* CONSIGNE 1: D'après l'extrait consacré à Elias Filet, à quel âge le joueur a-t-il rejoint le FCSM ?
* CONSIGNE 2: Reproduisez fidèlement le passage de l'extrait sur Elias Filet qui va de « La destinée d'Elias » jusqu'à « (Photo Mélanie Maps) » inclus.

* EXTRAIT:
──────────────────────────────

La destinée d'Elias Filet a tardé à se dessiner, lui qui n’a débuté le foot qu’en U13 et n’a rejoint le FCSM qu’en U19, à 18 ans, un âge où certains équipiers font déjà partie des meubles au centre de formation. (Photo Mélanie Maps)

Fils d’une photographe et d’un chanteur ayant collaboré avec quelques très grands noms, Elias Filet a quitté l’été dernier son cocon sochalien pour se faire un prénom au Grand-Duché sous les couleurs du Progrès. Avec 11 buts en 16 journées de DN, l’attaquant a déjà réussi son pari.

──────────────────────────────

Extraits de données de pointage
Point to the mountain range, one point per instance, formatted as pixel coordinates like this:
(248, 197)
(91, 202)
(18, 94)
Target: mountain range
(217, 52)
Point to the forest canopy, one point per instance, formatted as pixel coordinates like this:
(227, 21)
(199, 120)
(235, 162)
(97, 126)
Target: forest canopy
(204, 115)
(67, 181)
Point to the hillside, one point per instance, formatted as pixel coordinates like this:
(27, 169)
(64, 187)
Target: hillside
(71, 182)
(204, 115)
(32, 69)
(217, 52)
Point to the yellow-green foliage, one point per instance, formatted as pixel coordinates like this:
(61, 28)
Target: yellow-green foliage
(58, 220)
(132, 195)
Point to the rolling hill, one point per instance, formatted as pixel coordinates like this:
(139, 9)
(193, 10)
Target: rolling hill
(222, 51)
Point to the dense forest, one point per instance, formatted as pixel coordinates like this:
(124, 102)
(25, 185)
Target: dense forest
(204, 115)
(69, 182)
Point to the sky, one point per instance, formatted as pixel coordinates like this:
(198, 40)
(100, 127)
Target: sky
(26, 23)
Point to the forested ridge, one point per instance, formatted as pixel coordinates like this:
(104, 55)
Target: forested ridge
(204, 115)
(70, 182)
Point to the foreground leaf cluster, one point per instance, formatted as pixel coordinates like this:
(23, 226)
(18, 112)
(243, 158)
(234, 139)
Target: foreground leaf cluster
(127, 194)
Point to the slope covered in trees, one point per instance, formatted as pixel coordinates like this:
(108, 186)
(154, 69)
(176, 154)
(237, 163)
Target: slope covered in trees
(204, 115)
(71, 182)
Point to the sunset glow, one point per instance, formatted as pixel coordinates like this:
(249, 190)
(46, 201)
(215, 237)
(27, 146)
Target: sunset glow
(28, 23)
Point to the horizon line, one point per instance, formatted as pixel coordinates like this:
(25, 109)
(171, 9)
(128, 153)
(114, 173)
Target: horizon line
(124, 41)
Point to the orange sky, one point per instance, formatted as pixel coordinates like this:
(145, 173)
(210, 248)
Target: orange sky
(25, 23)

──────────────────────────────

* RÉPONSE 1: Il a rejoint le FCSM à 18 ans, en U19.

* RÉPONSE 2:
La destinée d'Elias Filet a tardé à se dessiner, lui qui n’a débuté le foot qu’en U13 et n’a rejoint le FCSM qu’en U19, à 18 ans, un âge où certains équipiers font déjà partie des meubles au centre de formation. (Photo Mélanie Maps)